Tâche à réaliser:
Traduisez en anglais, s'il vous plaît, cette phrase du texte sur la sélection végétale : « Les nouvelles techniques de sélection végétale divisent autant qu’elles fascinent. »

Sélection végétale : les NBT animent scientifiques et parlementaires
Les nouvelles techniques de sélection végétale divisent autant qu’elles fascinent. Réunis à l’occasion d’une audience publique le jeudi 18 mars, semenciers, scientifiques, parlementaires, philosophes et chercheurs ont débattu de leurs avantages, limites et acceptabilité.
Si la diversité génétique est propre à la nature, la diversité des points de vue est bien une affaire d’êtres humains. Organisé par l’Office parlementaire d’évaluation des choix scientifiques (Opecst), ce débat sur les nouvelles techniques de sélection végétale (NBT pour New breeding techniques) n’a fait que confirmer une fois de plus l’éventail des sensibilités sur la question.

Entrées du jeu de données
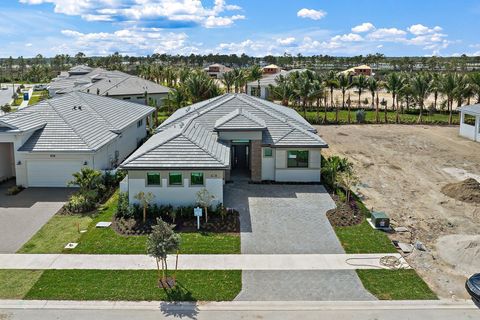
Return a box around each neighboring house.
[339,64,373,80]
[48,65,170,106]
[262,64,282,74]
[205,63,232,79]
[0,92,155,187]
[460,104,480,142]
[120,94,328,206]
[247,69,306,100]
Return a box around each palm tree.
[368,77,380,123]
[222,71,235,93]
[469,72,480,103]
[412,73,432,123]
[385,72,404,123]
[325,70,339,116]
[248,65,263,97]
[335,73,350,123]
[348,74,368,123]
[440,73,460,124]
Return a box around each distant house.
[247,69,306,100]
[48,65,170,106]
[460,104,480,142]
[120,94,328,206]
[339,64,373,79]
[262,64,282,74]
[205,63,232,79]
[0,92,155,187]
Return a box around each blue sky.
[0,0,480,57]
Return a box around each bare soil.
[317,125,480,298]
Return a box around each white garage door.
[27,159,82,187]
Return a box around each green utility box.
[372,211,390,229]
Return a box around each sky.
[0,0,480,57]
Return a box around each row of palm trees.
[270,70,480,124]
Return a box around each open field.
[317,125,480,298]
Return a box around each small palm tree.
[147,218,180,288]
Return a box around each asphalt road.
[0,307,480,320]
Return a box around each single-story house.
[460,104,480,142]
[120,94,328,206]
[48,65,170,106]
[0,92,155,187]
[204,63,233,79]
[247,69,307,100]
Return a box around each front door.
[233,144,248,170]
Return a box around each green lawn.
[25,270,242,301]
[299,110,460,124]
[19,193,240,254]
[357,269,438,300]
[28,90,48,106]
[0,270,42,300]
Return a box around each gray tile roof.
[121,94,327,169]
[460,104,480,115]
[0,92,154,152]
[82,76,170,96]
[215,108,267,130]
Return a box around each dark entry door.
[233,145,248,169]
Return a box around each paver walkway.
[0,254,408,271]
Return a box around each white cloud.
[408,24,442,35]
[20,0,245,28]
[352,22,375,33]
[61,28,192,55]
[331,33,363,42]
[277,37,295,46]
[297,8,327,20]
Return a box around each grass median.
[18,193,240,254]
[25,270,242,301]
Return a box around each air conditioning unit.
[372,211,390,229]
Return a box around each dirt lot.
[317,125,480,298]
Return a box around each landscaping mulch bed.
[327,194,364,227]
[112,211,240,235]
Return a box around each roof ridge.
[45,96,94,150]
[74,91,117,132]
[182,119,226,163]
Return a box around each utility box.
[372,211,390,229]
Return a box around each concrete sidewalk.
[0,254,409,270]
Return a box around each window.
[263,148,273,158]
[147,172,160,186]
[287,150,308,168]
[190,172,203,186]
[168,172,183,186]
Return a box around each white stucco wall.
[262,147,275,180]
[460,112,480,142]
[128,170,224,206]
[275,148,321,182]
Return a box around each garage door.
[27,159,82,187]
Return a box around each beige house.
[120,94,328,206]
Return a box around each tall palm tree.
[385,72,404,123]
[348,74,368,123]
[440,73,460,124]
[325,70,339,115]
[469,72,480,103]
[222,71,235,93]
[412,73,432,123]
[248,65,263,97]
[368,77,380,123]
[335,73,350,123]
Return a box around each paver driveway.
[224,182,375,301]
[0,184,74,253]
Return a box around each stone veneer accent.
[250,140,262,181]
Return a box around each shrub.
[355,109,366,123]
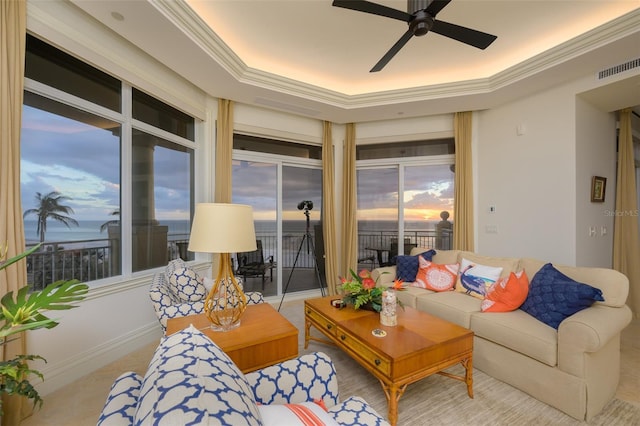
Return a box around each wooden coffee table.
[304,296,473,425]
[167,303,298,373]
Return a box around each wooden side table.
[167,303,298,373]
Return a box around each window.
[356,139,454,266]
[21,36,195,289]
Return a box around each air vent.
[596,58,640,80]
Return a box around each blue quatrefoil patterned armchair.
[149,259,264,333]
[98,326,389,426]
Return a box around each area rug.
[280,301,640,426]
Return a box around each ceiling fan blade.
[426,0,451,18]
[369,30,413,72]
[431,19,498,50]
[333,0,413,22]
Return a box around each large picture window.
[21,36,195,289]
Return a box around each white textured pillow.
[456,258,502,299]
[169,268,207,302]
[258,402,338,426]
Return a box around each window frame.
[23,65,202,294]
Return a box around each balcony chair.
[236,240,275,291]
[149,259,264,334]
[381,238,417,266]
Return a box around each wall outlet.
[484,225,498,234]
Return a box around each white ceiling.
[71,0,640,122]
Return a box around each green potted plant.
[0,245,89,418]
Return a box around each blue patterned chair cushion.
[134,326,260,426]
[520,263,604,329]
[169,268,207,302]
[164,258,187,281]
[396,249,436,283]
[245,352,338,407]
[98,348,389,426]
[258,402,340,426]
[98,371,142,426]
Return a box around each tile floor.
[22,301,640,426]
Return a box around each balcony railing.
[27,230,452,290]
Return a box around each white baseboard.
[35,321,162,396]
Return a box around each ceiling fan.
[333,0,498,72]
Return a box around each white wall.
[473,82,576,264]
[575,97,616,268]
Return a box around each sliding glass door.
[232,135,324,296]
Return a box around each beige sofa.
[373,248,632,421]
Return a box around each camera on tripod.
[298,200,313,210]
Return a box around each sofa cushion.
[411,258,458,291]
[169,268,207,302]
[416,290,482,328]
[396,250,436,283]
[521,263,604,329]
[258,402,338,426]
[456,257,504,299]
[482,270,529,312]
[135,326,260,425]
[470,309,558,367]
[396,285,433,309]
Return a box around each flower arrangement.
[340,269,403,312]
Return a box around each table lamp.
[189,203,256,331]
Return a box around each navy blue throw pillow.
[396,249,436,283]
[520,263,604,329]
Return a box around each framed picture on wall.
[591,176,607,203]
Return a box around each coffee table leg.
[304,318,311,349]
[378,379,407,426]
[462,357,473,398]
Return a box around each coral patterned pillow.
[481,269,529,312]
[411,258,458,291]
[258,402,339,426]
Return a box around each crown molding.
[153,0,640,110]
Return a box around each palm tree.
[22,191,78,243]
[100,210,120,233]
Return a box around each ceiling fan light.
[409,10,435,37]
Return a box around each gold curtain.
[613,108,640,318]
[214,99,233,203]
[322,121,339,295]
[340,123,358,277]
[0,0,31,425]
[453,111,474,250]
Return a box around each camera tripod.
[278,205,325,311]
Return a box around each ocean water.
[24,220,436,244]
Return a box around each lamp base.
[204,253,247,331]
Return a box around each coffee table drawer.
[338,329,391,375]
[307,308,337,337]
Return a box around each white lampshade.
[189,203,257,253]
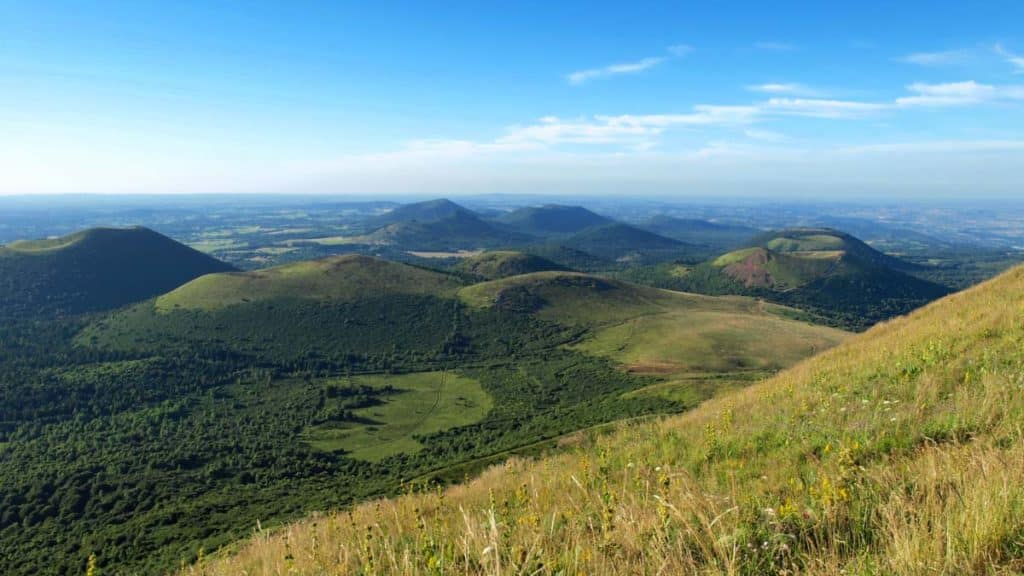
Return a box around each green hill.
[498,204,612,236]
[660,229,950,328]
[640,215,760,248]
[367,198,476,225]
[83,254,462,358]
[197,260,1024,576]
[457,250,565,280]
[155,254,460,313]
[459,272,842,383]
[0,228,233,318]
[557,223,692,261]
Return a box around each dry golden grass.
[183,269,1024,575]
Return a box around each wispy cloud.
[565,56,665,85]
[992,44,1024,74]
[896,80,1024,107]
[896,50,970,67]
[746,82,821,96]
[761,98,886,118]
[565,44,693,86]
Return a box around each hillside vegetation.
[0,228,233,319]
[156,254,460,312]
[195,268,1024,575]
[655,229,950,329]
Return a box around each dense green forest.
[0,296,683,574]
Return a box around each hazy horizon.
[0,1,1024,199]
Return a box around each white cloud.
[992,44,1024,74]
[746,82,821,96]
[565,44,693,86]
[565,57,665,85]
[896,80,1024,107]
[896,50,970,67]
[743,128,788,142]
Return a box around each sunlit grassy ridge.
[459,250,564,280]
[157,254,460,311]
[187,269,1024,574]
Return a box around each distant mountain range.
[639,215,761,248]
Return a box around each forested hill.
[0,228,233,318]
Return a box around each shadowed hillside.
[498,204,612,236]
[0,228,233,318]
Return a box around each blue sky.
[0,0,1024,198]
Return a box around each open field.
[156,255,459,312]
[304,372,493,461]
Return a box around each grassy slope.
[306,372,493,461]
[197,268,1024,574]
[459,272,845,400]
[458,250,564,280]
[0,228,231,317]
[156,254,459,312]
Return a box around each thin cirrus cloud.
[896,80,1024,108]
[896,50,970,67]
[992,44,1024,74]
[565,44,693,86]
[746,82,822,96]
[389,80,1024,156]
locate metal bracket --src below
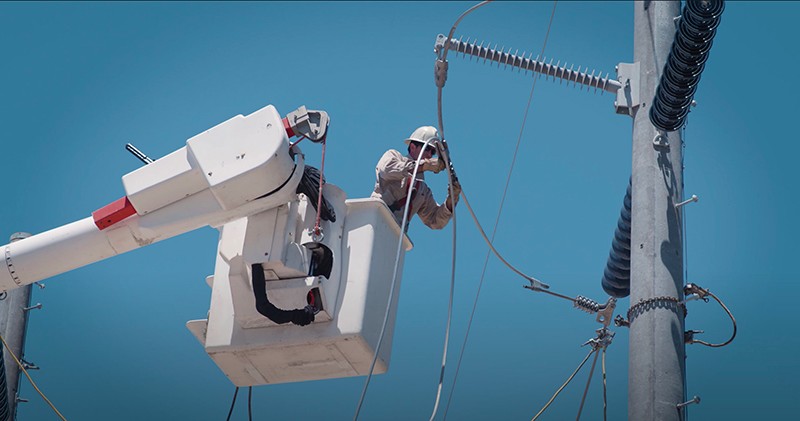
[675,396,700,409]
[653,132,669,150]
[614,61,641,117]
[286,105,330,143]
[581,326,616,351]
[20,358,39,370]
[596,297,617,326]
[675,194,700,209]
[22,303,42,312]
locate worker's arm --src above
[414,183,453,229]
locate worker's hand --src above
[292,305,316,326]
[419,158,446,174]
[445,180,461,211]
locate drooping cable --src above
[0,335,67,421]
[687,290,736,348]
[430,1,490,421]
[225,386,239,421]
[440,0,558,414]
[461,190,552,288]
[575,349,605,421]
[531,349,595,421]
[353,140,430,421]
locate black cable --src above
[251,263,316,326]
[296,165,336,222]
[225,386,239,421]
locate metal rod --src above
[125,143,153,165]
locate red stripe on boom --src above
[92,196,136,230]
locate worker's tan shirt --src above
[372,149,453,229]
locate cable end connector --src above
[522,278,550,291]
[433,59,448,88]
[683,284,709,302]
[284,105,330,143]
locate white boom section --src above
[0,105,304,290]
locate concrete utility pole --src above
[628,1,685,420]
[0,233,31,421]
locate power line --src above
[444,0,558,420]
[0,335,67,421]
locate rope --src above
[247,384,253,421]
[310,139,328,237]
[444,0,558,420]
[600,348,608,421]
[531,349,595,421]
[225,386,239,421]
[575,349,605,421]
[0,335,67,421]
[430,1,490,421]
[353,140,430,421]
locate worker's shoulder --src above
[381,149,408,161]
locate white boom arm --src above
[0,105,318,291]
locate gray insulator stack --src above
[434,34,622,93]
[601,181,631,298]
[650,0,725,132]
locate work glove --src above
[419,158,446,174]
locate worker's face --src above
[408,142,436,159]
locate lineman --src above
[372,126,461,231]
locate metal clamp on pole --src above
[283,105,330,143]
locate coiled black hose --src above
[650,0,725,131]
[600,181,631,298]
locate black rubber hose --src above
[251,263,316,326]
[297,165,336,222]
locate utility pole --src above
[628,1,686,420]
[0,233,32,421]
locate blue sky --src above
[0,2,800,420]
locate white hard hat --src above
[405,126,439,147]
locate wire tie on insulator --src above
[22,303,42,311]
[675,194,700,209]
[675,396,700,409]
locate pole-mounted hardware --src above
[600,181,632,298]
[675,194,700,209]
[650,0,725,132]
[573,295,617,328]
[675,396,700,409]
[125,143,153,165]
[22,303,42,311]
[434,34,640,115]
[683,283,736,348]
[581,326,616,351]
[19,358,40,370]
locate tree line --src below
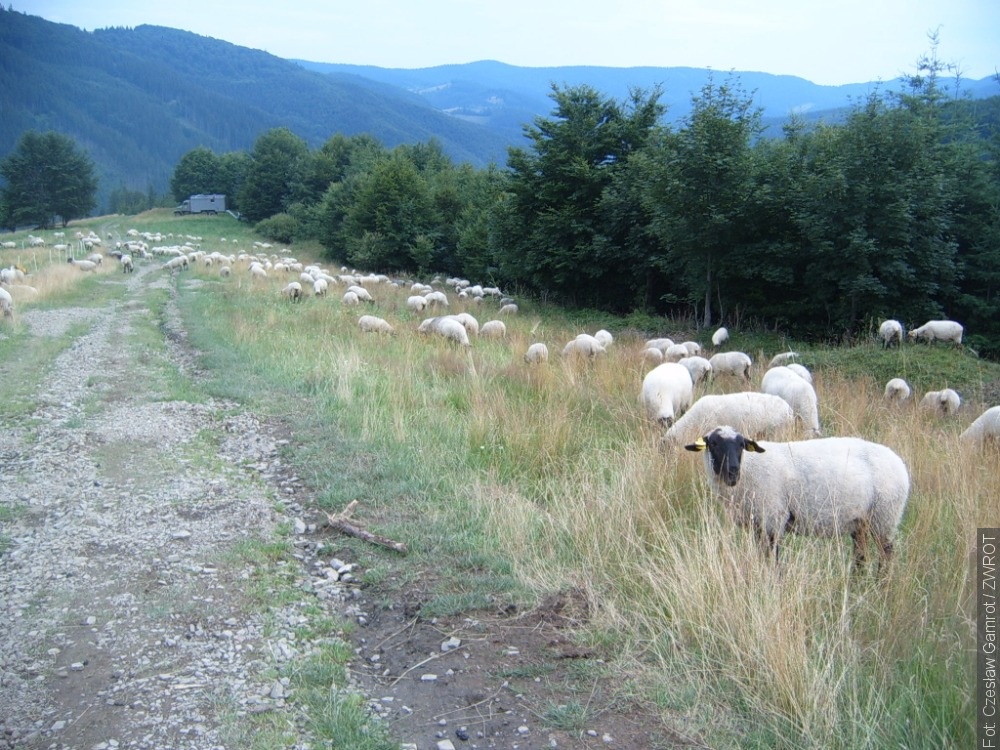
[1,54,1000,356]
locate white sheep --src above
[639,362,694,427]
[685,426,910,569]
[906,320,964,345]
[878,320,903,349]
[760,365,820,436]
[920,388,962,417]
[678,355,712,385]
[663,391,795,445]
[0,286,14,318]
[708,352,753,382]
[479,320,507,339]
[358,315,396,334]
[958,406,1000,445]
[417,315,470,347]
[524,342,549,364]
[562,333,607,359]
[281,281,302,302]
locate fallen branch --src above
[323,500,408,555]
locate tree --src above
[0,130,97,228]
[170,146,225,203]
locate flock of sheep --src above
[7,231,1000,566]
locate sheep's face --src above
[684,427,764,487]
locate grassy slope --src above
[0,209,1000,748]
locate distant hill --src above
[0,6,1000,214]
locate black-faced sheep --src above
[685,426,910,569]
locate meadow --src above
[0,212,1000,750]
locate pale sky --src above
[9,0,1000,85]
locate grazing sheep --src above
[281,281,302,302]
[958,406,1000,445]
[0,286,14,318]
[417,315,470,347]
[479,320,507,339]
[920,388,962,417]
[906,320,964,346]
[767,352,799,368]
[358,315,396,334]
[524,342,549,365]
[678,356,712,385]
[760,365,820,435]
[562,333,607,359]
[885,378,910,404]
[708,352,753,383]
[66,258,97,271]
[639,362,694,427]
[663,391,795,446]
[685,426,910,570]
[878,320,903,349]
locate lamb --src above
[639,362,694,427]
[281,281,302,302]
[958,406,1000,445]
[920,388,962,417]
[524,342,549,365]
[479,320,507,339]
[885,378,910,404]
[760,365,820,435]
[663,391,795,446]
[417,316,470,347]
[0,286,14,318]
[878,320,903,349]
[708,352,753,382]
[906,320,964,346]
[358,315,396,334]
[685,425,910,571]
[678,356,712,385]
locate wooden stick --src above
[324,500,409,555]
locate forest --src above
[171,50,1000,358]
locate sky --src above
[9,0,1000,85]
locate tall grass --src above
[76,213,1000,750]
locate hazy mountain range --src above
[0,7,1000,210]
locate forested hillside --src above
[0,8,508,205]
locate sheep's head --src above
[684,426,764,487]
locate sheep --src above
[524,342,549,365]
[878,320,903,349]
[663,391,795,446]
[958,406,1000,445]
[417,316,470,348]
[906,320,964,346]
[708,352,753,382]
[639,362,694,427]
[67,258,97,271]
[562,333,607,359]
[0,286,14,318]
[479,320,507,339]
[678,356,712,385]
[760,365,820,435]
[685,425,910,571]
[920,388,962,417]
[884,378,910,404]
[358,315,396,334]
[281,281,302,302]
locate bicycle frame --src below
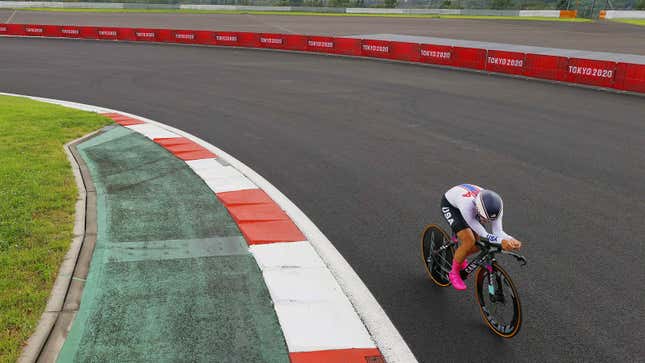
[453,238,526,282]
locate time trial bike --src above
[421,224,526,338]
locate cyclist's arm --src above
[457,201,502,245]
[491,212,514,242]
[491,212,522,250]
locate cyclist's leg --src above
[455,228,479,264]
[441,196,468,290]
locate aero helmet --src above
[475,189,504,221]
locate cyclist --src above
[441,184,522,290]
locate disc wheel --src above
[475,262,522,338]
[421,224,455,287]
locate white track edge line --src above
[0,92,417,363]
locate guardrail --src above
[0,24,645,93]
[598,10,645,19]
[0,0,577,18]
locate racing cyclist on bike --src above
[441,184,522,290]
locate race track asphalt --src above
[0,38,645,362]
[0,10,645,55]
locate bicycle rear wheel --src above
[421,224,455,287]
[475,262,522,338]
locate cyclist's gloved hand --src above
[502,238,522,251]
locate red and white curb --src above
[0,93,416,363]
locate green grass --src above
[18,8,591,23]
[611,19,645,26]
[0,96,110,362]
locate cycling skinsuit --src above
[441,184,513,244]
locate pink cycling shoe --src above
[448,261,466,290]
[459,259,468,270]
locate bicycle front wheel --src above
[421,224,455,287]
[475,262,522,338]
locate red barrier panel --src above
[43,25,61,38]
[286,34,307,51]
[195,30,217,45]
[0,24,27,35]
[236,32,260,48]
[96,28,119,40]
[59,25,81,38]
[305,37,336,53]
[25,25,45,37]
[260,33,307,50]
[614,63,645,93]
[154,29,175,43]
[452,47,486,71]
[566,58,616,87]
[170,30,197,44]
[524,53,569,81]
[486,50,526,74]
[333,38,362,56]
[79,26,99,39]
[134,28,159,42]
[115,28,137,41]
[361,39,392,58]
[390,42,421,62]
[0,23,645,93]
[213,32,240,47]
[419,44,454,66]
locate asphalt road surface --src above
[0,38,645,362]
[0,10,645,55]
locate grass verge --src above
[611,19,645,26]
[0,96,110,362]
[18,8,591,23]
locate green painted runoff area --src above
[58,126,289,362]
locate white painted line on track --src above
[126,124,179,140]
[0,92,417,363]
[186,159,257,193]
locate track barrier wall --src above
[0,23,645,93]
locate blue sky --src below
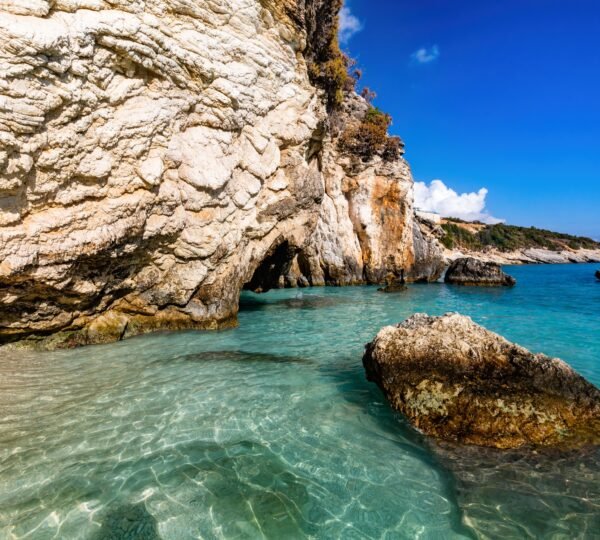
[343,0,600,239]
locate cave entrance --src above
[244,240,299,293]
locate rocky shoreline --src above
[444,248,600,266]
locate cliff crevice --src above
[0,0,434,347]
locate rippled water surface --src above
[0,265,600,539]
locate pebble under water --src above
[0,265,600,540]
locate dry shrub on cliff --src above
[338,107,402,161]
[308,0,360,110]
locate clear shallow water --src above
[0,265,600,540]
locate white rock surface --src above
[0,0,440,346]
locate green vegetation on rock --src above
[441,218,600,252]
[339,107,403,161]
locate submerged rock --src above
[363,314,600,448]
[377,270,408,293]
[444,257,517,287]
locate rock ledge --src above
[444,257,517,287]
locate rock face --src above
[0,0,446,347]
[444,257,517,287]
[363,314,600,448]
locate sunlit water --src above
[0,265,600,539]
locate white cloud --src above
[339,6,363,44]
[415,180,504,224]
[410,45,440,64]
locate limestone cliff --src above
[0,0,437,346]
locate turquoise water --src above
[0,265,600,539]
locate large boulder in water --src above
[363,314,600,448]
[444,257,517,287]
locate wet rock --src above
[444,257,517,287]
[377,270,407,293]
[363,314,600,448]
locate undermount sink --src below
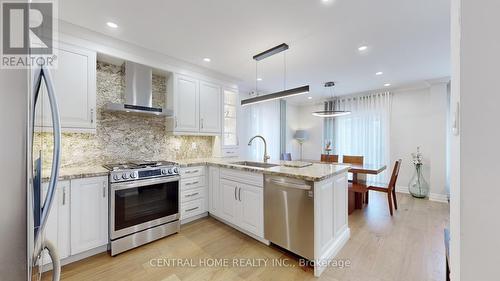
[231,161,279,168]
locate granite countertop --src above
[42,158,350,182]
[175,158,350,181]
[42,165,109,182]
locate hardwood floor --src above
[44,192,449,281]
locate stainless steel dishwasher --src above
[264,175,314,260]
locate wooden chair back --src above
[342,155,365,165]
[387,159,402,192]
[280,152,292,161]
[321,154,339,163]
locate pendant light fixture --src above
[241,43,309,106]
[312,82,351,118]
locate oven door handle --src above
[111,177,180,190]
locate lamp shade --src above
[293,130,309,141]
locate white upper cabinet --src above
[70,177,108,255]
[200,81,221,133]
[167,73,222,136]
[174,76,199,132]
[36,43,96,131]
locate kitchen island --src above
[177,158,350,276]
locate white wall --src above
[286,103,302,160]
[458,0,500,281]
[390,83,448,201]
[297,104,323,159]
[288,86,448,201]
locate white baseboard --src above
[396,186,448,203]
[42,244,109,272]
[210,214,271,246]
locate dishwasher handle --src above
[266,179,311,190]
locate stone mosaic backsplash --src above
[35,62,213,167]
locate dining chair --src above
[321,154,339,162]
[342,155,369,204]
[280,152,292,161]
[366,159,402,216]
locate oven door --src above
[109,176,179,240]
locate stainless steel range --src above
[104,161,180,256]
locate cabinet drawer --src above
[181,198,207,220]
[222,148,240,157]
[181,176,205,192]
[180,166,205,178]
[181,187,207,203]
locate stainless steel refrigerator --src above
[0,64,61,281]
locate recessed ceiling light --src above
[106,21,118,28]
[358,45,368,52]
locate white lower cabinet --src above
[208,167,220,216]
[70,177,108,255]
[218,172,264,238]
[41,181,70,264]
[219,179,238,224]
[237,184,264,237]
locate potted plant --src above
[408,147,429,198]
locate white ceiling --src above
[59,0,450,103]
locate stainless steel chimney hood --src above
[106,61,172,116]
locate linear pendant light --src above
[241,43,309,106]
[312,82,351,118]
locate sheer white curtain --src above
[333,92,392,182]
[242,100,280,161]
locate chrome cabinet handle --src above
[186,207,199,212]
[31,66,61,256]
[63,186,66,206]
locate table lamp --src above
[293,130,309,160]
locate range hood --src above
[106,61,172,116]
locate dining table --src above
[302,159,387,215]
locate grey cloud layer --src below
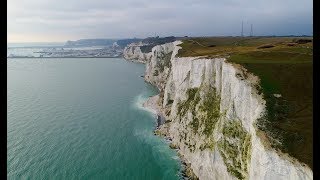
[8,0,312,39]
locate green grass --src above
[177,37,313,169]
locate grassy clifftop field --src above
[178,37,313,169]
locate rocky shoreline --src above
[143,95,199,180]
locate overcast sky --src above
[8,0,313,42]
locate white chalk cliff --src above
[124,41,313,180]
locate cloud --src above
[8,0,312,41]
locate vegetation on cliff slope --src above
[177,37,313,168]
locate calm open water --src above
[7,58,180,180]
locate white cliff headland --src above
[124,41,313,180]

Réponse rédigée:
New plant breeding techniques divide as much as they fascinate.